■ **AIM**:
Reproduce each of the following records verbatim, line for line, without adding, omitting, or altering anything.

■ **AVAILABLE RECORDS**:
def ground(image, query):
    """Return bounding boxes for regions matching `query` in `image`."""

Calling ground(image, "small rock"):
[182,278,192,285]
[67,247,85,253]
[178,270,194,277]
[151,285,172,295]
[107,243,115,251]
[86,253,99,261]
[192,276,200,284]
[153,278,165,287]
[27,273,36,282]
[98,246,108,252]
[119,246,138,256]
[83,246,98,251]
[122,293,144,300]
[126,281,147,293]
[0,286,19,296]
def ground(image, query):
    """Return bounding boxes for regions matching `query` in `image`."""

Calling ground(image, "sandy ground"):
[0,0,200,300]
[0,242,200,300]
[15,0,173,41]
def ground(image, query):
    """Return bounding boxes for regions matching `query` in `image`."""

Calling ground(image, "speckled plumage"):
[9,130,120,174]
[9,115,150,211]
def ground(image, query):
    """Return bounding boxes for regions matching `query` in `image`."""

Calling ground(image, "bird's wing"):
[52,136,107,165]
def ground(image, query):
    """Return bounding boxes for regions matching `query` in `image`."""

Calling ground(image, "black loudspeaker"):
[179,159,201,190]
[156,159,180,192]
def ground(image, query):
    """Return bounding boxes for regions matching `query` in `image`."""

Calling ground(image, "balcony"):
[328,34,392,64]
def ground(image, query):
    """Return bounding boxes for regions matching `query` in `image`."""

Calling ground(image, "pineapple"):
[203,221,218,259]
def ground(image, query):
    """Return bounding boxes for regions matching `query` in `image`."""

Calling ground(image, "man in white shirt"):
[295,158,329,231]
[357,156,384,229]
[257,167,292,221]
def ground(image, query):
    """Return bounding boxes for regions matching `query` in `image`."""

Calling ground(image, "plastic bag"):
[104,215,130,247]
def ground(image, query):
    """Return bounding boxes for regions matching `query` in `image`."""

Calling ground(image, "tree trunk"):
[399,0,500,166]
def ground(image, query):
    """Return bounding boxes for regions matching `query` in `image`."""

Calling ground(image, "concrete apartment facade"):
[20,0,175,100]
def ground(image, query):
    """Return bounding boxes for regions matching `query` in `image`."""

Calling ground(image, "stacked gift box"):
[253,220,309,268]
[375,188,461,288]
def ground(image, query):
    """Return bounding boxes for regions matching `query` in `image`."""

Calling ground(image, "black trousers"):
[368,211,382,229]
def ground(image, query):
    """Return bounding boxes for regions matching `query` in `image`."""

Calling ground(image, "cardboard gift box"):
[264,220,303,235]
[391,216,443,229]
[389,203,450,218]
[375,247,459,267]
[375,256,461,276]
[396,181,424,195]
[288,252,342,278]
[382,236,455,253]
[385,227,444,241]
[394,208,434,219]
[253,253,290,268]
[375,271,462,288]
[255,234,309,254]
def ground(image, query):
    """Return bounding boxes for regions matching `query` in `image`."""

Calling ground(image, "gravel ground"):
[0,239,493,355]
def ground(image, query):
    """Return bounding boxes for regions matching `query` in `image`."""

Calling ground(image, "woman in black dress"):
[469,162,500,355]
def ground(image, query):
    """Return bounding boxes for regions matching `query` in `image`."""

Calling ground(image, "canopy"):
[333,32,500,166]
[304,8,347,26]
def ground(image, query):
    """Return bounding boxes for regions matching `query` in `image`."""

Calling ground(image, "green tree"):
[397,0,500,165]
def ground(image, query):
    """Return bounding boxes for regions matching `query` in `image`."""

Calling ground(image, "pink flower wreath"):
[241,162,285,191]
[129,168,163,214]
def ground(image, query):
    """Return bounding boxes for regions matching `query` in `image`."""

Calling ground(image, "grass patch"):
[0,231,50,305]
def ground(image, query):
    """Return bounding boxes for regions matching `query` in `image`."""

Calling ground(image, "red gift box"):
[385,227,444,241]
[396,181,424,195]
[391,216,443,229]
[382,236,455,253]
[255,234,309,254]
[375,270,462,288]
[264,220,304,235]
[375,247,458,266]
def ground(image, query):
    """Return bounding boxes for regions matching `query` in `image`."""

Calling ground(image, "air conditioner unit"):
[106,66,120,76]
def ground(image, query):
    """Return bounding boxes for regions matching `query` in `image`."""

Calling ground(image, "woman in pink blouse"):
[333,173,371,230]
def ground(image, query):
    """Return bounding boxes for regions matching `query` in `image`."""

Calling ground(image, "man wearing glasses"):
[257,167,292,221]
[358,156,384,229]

■ **TASK SOLUTION**:
def ground(image, query):
    """Return bounding boxes for regions matching `query` in `image`."""

Calling ground(image, "small rock"):
[182,278,192,285]
[67,247,85,253]
[178,270,194,277]
[151,285,172,295]
[107,243,115,251]
[86,253,99,261]
[192,276,200,284]
[153,278,165,287]
[27,273,36,282]
[98,246,108,252]
[119,246,138,256]
[83,246,98,251]
[122,293,144,300]
[126,281,147,293]
[0,286,19,296]
def ground(image, query):
    """Return bounding boxes for regions matching `query` in `image`."""

Calling ground(image, "sandy ground"):
[0,0,200,300]
[0,242,200,300]
[15,0,173,41]
def ground(image, query):
    """Return bounding boxes for regions matching `query` in `image`."""

Calling ground(image, "speckled plumage"):
[9,130,120,174]
[9,115,150,211]
def ground(image, query):
    """Return bounding boxes for regions matching `query` in `image`."""

Calling ground(image, "bird's wing"):
[52,136,107,165]
def ground(image, query):
    """Return bounding boxes for regions matching `query` in `image`."""

Calling ground(image, "black loudspeaker"):
[179,159,201,190]
[156,159,180,192]
def ground(image, query):
    """Return bounding boxes for regions matching `query` in `image`."""

Calling ground(image, "balcony"):
[328,34,392,64]
def ground(image, query):
    """Return bounding boxes for regions matching `query` in `image`."""

Calling ground(image, "pineapple"):
[203,221,218,259]
def ground(image, query):
    """Return bounding boxes for regions matching `query` in `image`."""

Calling ground(image, "man in white shirt"):
[295,158,329,231]
[357,156,384,229]
[257,167,292,221]
def ground(image, query):
    """Return bounding boxes for regions matching `query` in `image`."""

Calling ground(image, "plastic bag"):
[104,215,130,247]
def ground(image, query):
    """Return bounding boxes for regions matching `query` in `image`."""

Calling ground(image, "tree trunk"):
[399,0,500,166]
def ground(image, query):
    """Return bounding boxes for regions matching `query` in `image`."""

Calling ground(image, "concrete apartment facade"):
[20,0,175,100]
def ground(image, query):
    """Return bounding boxes for regions matching `query` in `image`."""

Calling ground(image, "stacked gift box"):
[253,220,309,268]
[375,188,461,288]
def ground(image, query):
    """Return bounding boxes for regions matching `query` in `image`."""

Calling ground(image, "black trousers"):
[368,211,382,229]
def ground(image, query):
    """Return bounding boxes for regions matching `query` in `image`."""

Calling ground(image, "cardboard gift box"):
[264,220,303,235]
[391,216,443,229]
[389,203,450,218]
[375,247,459,267]
[375,256,461,276]
[396,181,424,195]
[288,252,342,278]
[382,236,455,253]
[385,227,444,241]
[394,208,434,219]
[253,253,290,268]
[375,271,462,288]
[255,234,309,254]
def ground(image, query):
    """Return bounding boxes for regions matching `query` in `image`."""

Calling ground(image, "gravel ground"):
[0,239,493,355]
def ground(image, query):
    """Return bounding boxes for regions matching `query` in `image`."""

Calling ground(image, "woman in black dress"):
[469,162,500,355]
def ground(image, query):
    """Return bounding boxes for regions matching `query` in `image`."""

Calling ground(image, "canopy"):
[333,32,500,166]
[304,8,347,26]
def ground(image, query):
    """Return bounding boxes for regions matching `query` in `image`."""

Calling ground(image, "green tree"):
[397,0,500,165]
def ground(image, query):
    """Return bounding boxes for regions matching `query` in `image`."""

Calling ground(image, "pink flower wreath"):
[241,162,285,191]
[129,168,163,214]
def ground(image, query):
    """Return bounding boxes for regions matching `query` in `image`."""

Calling ground(image, "grass patch"):
[0,231,50,305]
def ground(image, query):
    """Return bounding boxes for regions matching `query` in `image`."""

Calling ground(image, "red gift box"):
[385,227,444,241]
[396,181,424,195]
[391,216,443,229]
[382,236,455,253]
[255,234,309,254]
[375,270,462,288]
[264,220,304,235]
[375,247,458,266]
def ground(image, query):
    """Return bounding boxes for regions matching `query` in `image`."""

Calling ground(image, "air conditioner unit"):
[106,66,120,76]
def ground(image, query):
    """Return bounding boxes for regions matching `query` in `image`."""

Calling ground(image, "woman in pink blouse"):
[333,173,371,230]
def ground(image, query):
    """Return bounding boxes for regions matching `query` in `image`."""

Calling ground(image, "man wearing glasses"):
[257,167,292,221]
[358,156,384,229]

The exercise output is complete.